The data:
--

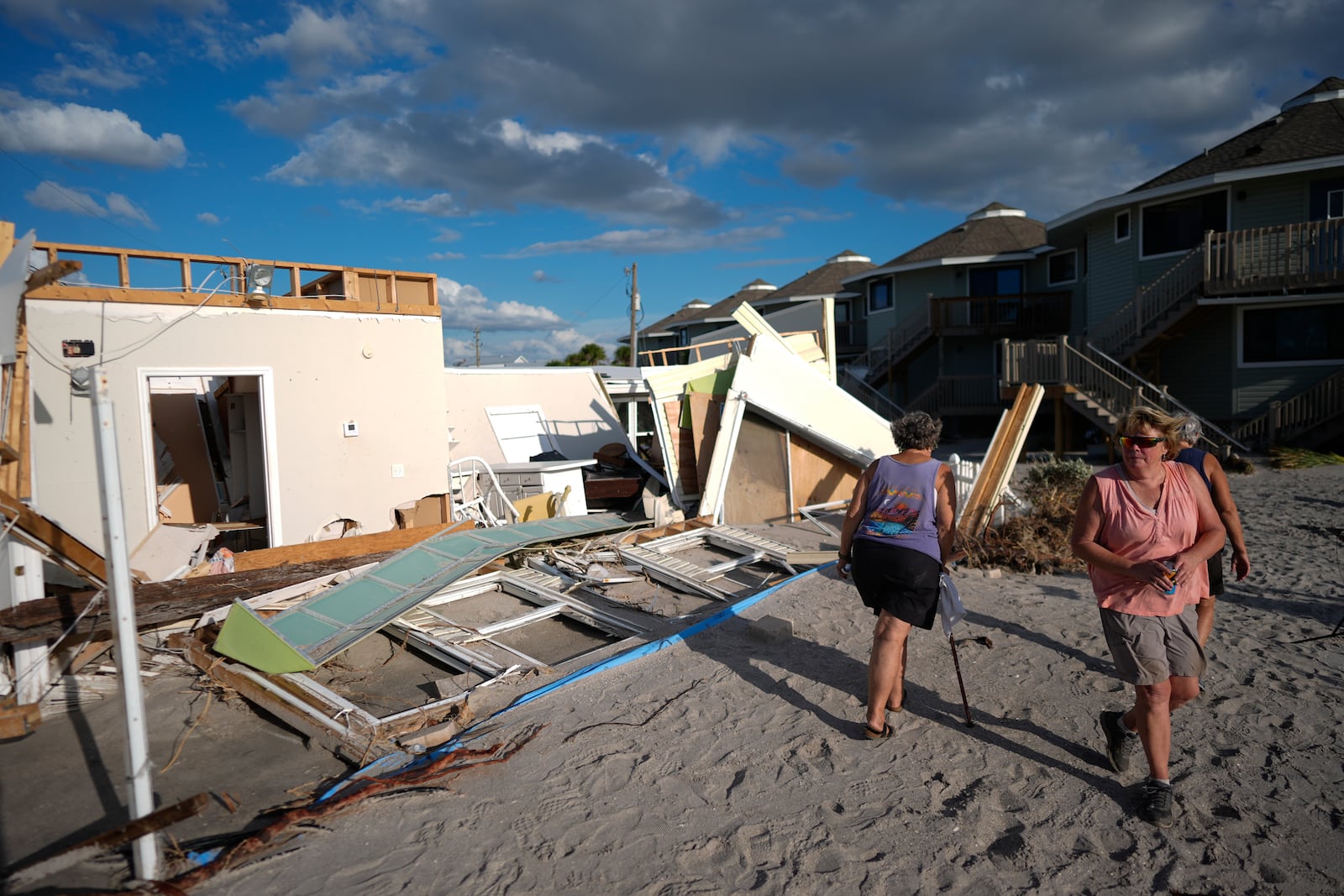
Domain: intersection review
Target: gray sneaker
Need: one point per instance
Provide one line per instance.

--

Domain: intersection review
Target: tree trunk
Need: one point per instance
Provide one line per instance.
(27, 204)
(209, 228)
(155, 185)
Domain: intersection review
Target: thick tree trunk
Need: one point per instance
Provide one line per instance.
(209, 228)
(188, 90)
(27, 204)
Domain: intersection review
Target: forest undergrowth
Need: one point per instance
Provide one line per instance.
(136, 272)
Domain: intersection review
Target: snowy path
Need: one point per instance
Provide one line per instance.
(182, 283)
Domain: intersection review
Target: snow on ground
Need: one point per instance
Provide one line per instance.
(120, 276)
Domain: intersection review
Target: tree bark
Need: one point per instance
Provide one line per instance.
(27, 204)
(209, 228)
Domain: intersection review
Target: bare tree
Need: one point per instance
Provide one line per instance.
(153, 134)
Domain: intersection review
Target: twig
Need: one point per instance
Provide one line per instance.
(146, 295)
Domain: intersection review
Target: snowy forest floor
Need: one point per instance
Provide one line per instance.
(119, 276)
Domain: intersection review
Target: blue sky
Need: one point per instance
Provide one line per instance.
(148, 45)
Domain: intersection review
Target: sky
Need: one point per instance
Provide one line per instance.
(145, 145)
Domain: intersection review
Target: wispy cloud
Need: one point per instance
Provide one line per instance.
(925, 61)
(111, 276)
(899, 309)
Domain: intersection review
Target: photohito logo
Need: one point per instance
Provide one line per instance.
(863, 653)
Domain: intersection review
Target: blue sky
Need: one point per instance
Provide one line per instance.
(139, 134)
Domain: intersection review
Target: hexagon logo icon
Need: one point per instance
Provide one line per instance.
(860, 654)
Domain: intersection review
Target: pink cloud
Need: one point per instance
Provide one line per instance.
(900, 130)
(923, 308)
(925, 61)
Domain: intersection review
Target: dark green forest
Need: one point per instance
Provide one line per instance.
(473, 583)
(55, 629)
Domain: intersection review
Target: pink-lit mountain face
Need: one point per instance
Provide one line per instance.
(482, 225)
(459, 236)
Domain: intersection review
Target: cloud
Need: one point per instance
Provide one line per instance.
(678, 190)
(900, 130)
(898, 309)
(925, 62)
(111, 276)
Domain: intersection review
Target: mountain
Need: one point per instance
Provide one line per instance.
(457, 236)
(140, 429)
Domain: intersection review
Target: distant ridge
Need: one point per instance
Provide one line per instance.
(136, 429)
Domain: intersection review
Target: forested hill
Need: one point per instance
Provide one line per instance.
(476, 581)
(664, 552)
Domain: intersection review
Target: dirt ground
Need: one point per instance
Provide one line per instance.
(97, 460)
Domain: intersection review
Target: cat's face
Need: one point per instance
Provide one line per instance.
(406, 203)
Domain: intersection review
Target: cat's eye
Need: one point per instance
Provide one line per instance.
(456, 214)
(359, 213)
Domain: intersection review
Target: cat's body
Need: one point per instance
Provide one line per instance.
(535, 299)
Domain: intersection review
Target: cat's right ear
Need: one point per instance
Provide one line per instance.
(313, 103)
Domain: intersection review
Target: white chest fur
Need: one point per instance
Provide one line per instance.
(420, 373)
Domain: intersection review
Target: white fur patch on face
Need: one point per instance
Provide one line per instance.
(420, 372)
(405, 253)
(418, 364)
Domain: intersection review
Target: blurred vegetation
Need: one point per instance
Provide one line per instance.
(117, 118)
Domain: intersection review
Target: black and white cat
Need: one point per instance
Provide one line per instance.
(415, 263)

--

Exercise goal: Please copy each line of the records above in which the word "mountain" can be found.

Response:
Target: pink-lit mountain face
Target: mountain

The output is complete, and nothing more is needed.